## GOAL
Convert the lines starting at the one containing "Provide the mask of every instance of the tripod" and ending at the one containing "117 332 L 117" into a JSON list of strings with one string per line, leaving out blank lines.

## INPUT DATA
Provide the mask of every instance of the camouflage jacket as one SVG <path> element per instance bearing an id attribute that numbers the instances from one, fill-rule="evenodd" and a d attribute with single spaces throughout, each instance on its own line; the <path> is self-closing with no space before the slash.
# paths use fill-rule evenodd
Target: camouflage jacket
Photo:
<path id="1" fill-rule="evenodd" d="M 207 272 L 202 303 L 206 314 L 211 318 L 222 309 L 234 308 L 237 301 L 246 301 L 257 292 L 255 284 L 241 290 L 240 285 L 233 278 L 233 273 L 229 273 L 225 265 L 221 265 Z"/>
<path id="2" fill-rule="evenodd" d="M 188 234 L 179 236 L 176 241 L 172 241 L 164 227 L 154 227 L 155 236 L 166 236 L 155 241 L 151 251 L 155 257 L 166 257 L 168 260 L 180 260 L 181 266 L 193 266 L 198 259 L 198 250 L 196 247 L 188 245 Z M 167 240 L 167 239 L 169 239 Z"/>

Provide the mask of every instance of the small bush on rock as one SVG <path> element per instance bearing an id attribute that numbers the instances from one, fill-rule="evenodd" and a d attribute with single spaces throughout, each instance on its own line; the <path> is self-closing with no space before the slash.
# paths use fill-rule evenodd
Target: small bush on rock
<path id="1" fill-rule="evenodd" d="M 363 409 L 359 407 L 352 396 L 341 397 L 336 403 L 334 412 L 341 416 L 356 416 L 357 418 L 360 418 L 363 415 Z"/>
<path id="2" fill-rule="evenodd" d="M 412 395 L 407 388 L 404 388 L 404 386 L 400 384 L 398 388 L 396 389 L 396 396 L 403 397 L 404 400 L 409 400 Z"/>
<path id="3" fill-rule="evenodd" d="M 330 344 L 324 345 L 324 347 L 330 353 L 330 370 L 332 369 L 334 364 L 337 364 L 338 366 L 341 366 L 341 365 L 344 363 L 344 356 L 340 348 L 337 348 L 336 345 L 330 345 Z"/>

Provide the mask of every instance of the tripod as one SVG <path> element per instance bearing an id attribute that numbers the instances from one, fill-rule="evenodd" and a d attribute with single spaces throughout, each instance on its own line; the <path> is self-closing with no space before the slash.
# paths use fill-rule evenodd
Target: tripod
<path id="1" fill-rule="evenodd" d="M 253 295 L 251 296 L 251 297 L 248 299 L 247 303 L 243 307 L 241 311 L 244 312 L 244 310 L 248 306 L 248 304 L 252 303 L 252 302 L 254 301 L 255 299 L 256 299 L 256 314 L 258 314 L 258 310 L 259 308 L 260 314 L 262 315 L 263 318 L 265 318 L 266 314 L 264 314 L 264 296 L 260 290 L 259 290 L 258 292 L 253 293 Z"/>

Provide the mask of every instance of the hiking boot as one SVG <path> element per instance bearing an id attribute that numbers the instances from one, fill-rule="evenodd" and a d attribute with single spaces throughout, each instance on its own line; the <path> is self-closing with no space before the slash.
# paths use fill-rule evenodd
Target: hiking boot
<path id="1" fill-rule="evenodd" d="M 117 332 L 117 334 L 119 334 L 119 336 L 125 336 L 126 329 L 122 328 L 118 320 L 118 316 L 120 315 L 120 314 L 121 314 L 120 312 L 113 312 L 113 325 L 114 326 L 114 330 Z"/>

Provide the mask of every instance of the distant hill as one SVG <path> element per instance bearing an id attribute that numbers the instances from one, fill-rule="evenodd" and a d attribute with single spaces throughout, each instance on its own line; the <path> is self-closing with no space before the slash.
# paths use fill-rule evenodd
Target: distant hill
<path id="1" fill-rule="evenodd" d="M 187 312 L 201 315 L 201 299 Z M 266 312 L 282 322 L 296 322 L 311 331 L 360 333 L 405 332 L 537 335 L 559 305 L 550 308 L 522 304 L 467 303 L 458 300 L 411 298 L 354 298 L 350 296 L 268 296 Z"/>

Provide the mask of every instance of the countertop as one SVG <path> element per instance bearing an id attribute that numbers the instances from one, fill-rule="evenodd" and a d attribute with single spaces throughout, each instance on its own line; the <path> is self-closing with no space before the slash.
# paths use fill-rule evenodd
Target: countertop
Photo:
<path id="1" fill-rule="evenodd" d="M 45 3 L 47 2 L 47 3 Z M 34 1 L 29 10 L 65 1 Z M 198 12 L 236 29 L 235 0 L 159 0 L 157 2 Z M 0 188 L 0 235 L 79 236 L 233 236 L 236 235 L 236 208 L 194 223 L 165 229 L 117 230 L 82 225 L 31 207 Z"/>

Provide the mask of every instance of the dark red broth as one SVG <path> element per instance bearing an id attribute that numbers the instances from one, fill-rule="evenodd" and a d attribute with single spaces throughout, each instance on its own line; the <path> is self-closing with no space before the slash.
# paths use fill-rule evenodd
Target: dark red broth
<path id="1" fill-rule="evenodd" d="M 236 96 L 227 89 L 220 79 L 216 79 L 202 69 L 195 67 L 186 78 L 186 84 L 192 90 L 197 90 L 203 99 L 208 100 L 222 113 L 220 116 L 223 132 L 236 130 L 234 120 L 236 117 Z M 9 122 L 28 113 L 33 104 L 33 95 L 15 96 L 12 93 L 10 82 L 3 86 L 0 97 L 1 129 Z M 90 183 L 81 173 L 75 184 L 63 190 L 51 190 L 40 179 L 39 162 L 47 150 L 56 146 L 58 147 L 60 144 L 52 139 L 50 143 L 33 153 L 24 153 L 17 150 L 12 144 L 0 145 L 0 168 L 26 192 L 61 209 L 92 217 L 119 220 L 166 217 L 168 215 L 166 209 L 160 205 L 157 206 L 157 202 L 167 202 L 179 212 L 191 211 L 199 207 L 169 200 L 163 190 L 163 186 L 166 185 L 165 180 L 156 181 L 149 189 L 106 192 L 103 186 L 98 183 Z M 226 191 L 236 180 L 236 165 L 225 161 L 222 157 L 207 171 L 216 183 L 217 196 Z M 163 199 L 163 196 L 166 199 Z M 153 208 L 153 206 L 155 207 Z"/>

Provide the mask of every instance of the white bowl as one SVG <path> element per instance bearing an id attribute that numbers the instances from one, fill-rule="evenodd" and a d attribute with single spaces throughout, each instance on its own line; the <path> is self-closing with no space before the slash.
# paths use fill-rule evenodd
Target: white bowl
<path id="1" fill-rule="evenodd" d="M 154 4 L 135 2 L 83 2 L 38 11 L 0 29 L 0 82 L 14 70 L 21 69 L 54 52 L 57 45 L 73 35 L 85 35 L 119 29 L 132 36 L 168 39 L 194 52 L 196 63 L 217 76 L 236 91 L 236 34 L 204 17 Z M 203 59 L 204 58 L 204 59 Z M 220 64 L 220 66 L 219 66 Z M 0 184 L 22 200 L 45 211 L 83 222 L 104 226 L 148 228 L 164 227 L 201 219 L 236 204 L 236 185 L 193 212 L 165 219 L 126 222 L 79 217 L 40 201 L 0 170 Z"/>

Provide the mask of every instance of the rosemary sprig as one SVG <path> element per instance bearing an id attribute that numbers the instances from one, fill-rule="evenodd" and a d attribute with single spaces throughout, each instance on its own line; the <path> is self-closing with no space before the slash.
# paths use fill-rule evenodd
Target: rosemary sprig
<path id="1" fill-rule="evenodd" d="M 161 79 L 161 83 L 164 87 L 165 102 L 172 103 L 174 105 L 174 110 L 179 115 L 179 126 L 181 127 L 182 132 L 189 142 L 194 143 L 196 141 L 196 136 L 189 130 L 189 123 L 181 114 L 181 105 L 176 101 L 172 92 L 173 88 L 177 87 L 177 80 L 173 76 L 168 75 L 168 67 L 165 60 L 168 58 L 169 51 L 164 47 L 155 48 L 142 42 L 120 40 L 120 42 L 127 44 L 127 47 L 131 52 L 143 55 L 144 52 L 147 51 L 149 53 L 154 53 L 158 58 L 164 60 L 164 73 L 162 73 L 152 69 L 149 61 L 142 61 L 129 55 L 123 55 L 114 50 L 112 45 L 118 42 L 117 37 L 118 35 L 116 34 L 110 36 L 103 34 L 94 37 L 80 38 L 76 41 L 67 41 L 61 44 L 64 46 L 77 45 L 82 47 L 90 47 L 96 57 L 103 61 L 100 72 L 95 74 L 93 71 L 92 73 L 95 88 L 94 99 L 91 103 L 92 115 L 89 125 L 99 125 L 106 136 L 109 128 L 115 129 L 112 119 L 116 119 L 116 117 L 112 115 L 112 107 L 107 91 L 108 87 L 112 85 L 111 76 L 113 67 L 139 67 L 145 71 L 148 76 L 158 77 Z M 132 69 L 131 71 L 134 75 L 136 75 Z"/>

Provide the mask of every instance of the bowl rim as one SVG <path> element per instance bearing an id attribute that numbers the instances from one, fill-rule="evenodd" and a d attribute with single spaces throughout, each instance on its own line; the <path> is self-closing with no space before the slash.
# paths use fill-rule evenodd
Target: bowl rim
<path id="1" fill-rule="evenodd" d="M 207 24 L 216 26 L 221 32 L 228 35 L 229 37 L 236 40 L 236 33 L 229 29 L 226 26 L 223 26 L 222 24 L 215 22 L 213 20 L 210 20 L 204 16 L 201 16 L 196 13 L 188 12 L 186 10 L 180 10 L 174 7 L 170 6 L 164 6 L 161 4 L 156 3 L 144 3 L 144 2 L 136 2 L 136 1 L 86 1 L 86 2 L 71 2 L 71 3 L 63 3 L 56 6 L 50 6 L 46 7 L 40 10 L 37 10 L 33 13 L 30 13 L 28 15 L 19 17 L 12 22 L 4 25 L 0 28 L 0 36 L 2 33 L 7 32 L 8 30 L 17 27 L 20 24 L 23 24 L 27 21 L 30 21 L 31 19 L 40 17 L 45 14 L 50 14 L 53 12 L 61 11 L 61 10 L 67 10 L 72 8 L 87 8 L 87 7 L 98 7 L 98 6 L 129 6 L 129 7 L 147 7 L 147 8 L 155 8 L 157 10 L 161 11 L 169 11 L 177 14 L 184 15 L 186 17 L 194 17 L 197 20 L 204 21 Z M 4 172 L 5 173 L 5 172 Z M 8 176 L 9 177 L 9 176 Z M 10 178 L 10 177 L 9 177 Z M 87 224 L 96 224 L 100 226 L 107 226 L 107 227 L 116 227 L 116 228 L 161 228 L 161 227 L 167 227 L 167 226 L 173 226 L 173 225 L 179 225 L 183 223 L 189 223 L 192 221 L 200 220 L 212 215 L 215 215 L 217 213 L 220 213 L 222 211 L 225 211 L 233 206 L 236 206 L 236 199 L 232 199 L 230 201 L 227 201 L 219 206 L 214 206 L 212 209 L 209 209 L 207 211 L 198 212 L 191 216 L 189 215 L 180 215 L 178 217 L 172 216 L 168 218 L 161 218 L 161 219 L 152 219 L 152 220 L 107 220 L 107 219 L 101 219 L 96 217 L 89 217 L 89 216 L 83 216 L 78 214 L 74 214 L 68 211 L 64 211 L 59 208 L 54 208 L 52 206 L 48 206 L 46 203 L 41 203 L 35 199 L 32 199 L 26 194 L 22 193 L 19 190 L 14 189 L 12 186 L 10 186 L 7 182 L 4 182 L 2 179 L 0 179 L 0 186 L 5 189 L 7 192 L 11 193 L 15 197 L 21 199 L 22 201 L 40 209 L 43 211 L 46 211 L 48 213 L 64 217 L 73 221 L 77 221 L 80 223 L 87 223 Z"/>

## FINISHED ANSWER
[
  "Provide the mask of every instance of the tripod as one SVG <path> element per instance bearing an id attribute that numbers the instances from one, fill-rule=\"evenodd\" and a d attribute with single spaces throughout, each instance on its own line; the <path> is self-closing with no space before the slash.",
  "# paths use fill-rule evenodd",
  "Target: tripod",
  "<path id=\"1\" fill-rule=\"evenodd\" d=\"M 253 295 L 251 296 L 251 297 L 248 299 L 247 303 L 243 307 L 241 311 L 244 312 L 244 310 L 248 306 L 248 304 L 252 303 L 252 302 L 254 301 L 255 299 L 256 299 L 256 314 L 258 314 L 258 310 L 259 308 L 260 314 L 262 315 L 263 318 L 265 318 L 266 314 L 264 314 L 264 296 L 260 290 L 259 290 L 258 292 L 253 293 Z\"/>",
  "Provide the mask of every instance of the hiking boot as one SVG <path> element per instance bearing an id attribute that numbers the instances from one, fill-rule=\"evenodd\" and a d attribute with single spaces throughout, each instance on its own line; the <path> is self-closing with no space before the slash.",
  "# paths use fill-rule evenodd",
  "Target: hiking boot",
  "<path id=\"1\" fill-rule=\"evenodd\" d=\"M 117 332 L 117 334 L 119 334 L 119 336 L 125 336 L 126 329 L 122 328 L 118 320 L 118 316 L 120 315 L 120 314 L 121 314 L 120 312 L 113 312 L 113 325 L 114 326 L 114 330 Z\"/>"
]